MATERIAL SHOWN:
**********

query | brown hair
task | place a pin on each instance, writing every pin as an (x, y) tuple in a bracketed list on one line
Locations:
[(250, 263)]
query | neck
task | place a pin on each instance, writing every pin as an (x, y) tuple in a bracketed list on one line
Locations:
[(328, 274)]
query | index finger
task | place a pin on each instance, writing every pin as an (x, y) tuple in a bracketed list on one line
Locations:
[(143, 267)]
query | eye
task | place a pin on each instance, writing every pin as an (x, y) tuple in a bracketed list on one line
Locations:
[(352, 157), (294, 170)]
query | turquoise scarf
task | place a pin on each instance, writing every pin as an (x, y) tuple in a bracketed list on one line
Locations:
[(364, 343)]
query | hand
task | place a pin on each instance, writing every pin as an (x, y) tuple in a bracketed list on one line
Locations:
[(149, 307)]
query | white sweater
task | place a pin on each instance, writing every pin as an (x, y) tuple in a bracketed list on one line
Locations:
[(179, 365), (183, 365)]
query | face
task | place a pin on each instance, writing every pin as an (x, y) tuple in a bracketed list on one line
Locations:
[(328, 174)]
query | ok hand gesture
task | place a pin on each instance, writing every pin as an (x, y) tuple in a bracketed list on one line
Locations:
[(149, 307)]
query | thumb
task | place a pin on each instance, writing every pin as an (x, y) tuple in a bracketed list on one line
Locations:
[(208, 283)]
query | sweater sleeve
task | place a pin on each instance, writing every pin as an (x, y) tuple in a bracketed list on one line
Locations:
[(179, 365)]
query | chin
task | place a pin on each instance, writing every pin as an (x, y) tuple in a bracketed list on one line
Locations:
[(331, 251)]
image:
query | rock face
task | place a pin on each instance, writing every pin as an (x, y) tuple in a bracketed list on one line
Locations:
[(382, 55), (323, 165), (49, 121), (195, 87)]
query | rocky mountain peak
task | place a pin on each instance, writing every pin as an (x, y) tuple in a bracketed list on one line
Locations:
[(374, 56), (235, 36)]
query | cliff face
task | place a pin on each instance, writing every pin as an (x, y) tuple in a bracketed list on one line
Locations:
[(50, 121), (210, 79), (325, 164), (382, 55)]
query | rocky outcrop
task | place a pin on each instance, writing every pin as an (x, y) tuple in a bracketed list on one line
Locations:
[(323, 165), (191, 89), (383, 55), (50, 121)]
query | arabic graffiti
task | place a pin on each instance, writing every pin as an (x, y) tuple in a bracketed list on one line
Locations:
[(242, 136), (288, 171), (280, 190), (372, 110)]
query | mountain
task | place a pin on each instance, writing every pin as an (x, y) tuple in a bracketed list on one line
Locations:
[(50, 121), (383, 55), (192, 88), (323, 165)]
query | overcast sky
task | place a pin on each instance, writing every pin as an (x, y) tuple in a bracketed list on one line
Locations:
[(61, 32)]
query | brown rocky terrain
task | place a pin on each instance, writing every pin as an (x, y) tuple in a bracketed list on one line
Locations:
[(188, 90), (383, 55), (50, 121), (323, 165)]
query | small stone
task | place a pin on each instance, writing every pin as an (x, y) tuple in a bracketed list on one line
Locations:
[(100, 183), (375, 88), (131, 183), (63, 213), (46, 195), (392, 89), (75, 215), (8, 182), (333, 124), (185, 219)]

**********

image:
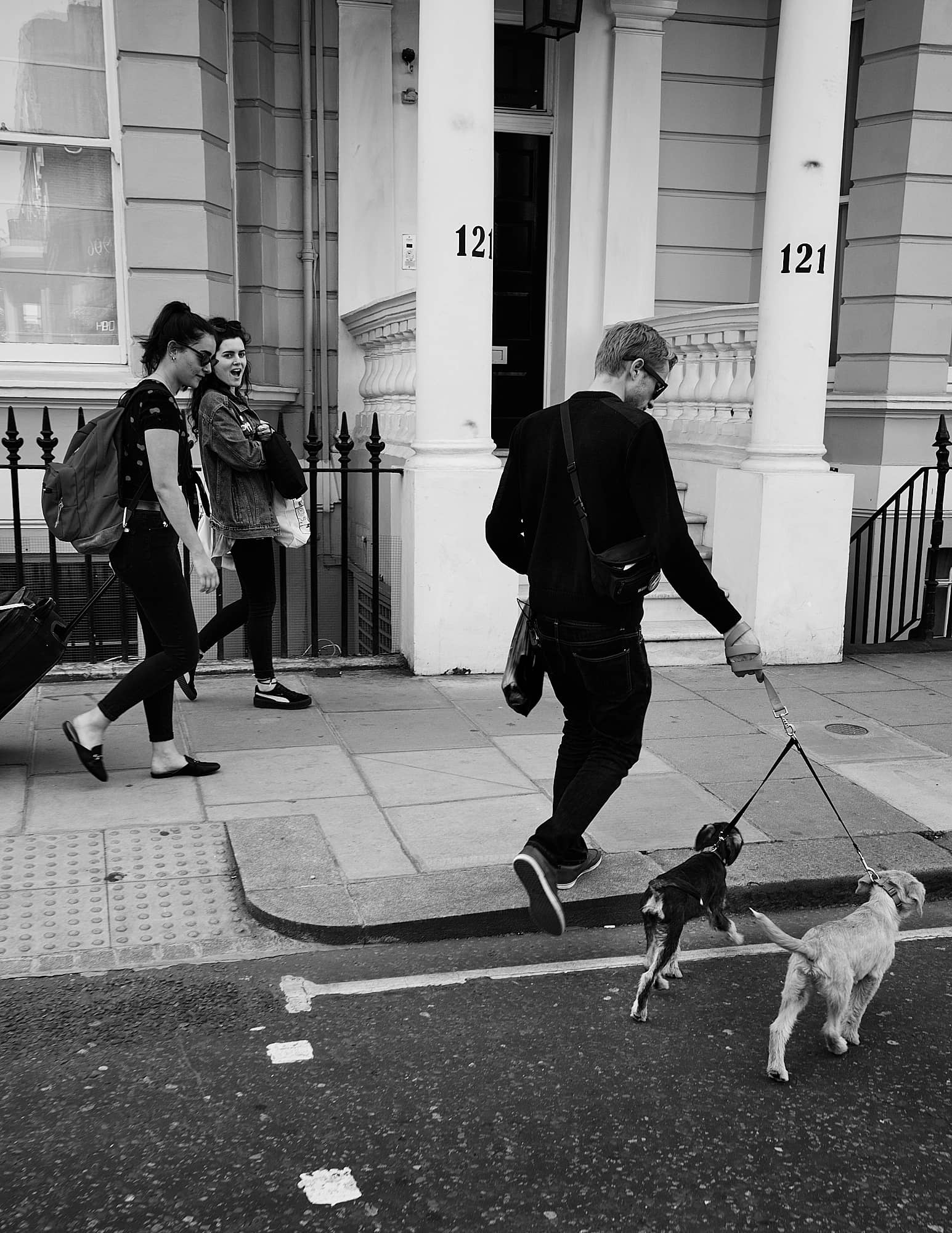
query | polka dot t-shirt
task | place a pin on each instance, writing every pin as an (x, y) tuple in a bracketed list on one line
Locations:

**********

WHAT YOU ARE ASKED TO DO: Look for the word "face" in the listing above, and copy every line where you find it.

RESPONSE TO THIS EXERCISE:
query | face
query | rock face
query | cliff face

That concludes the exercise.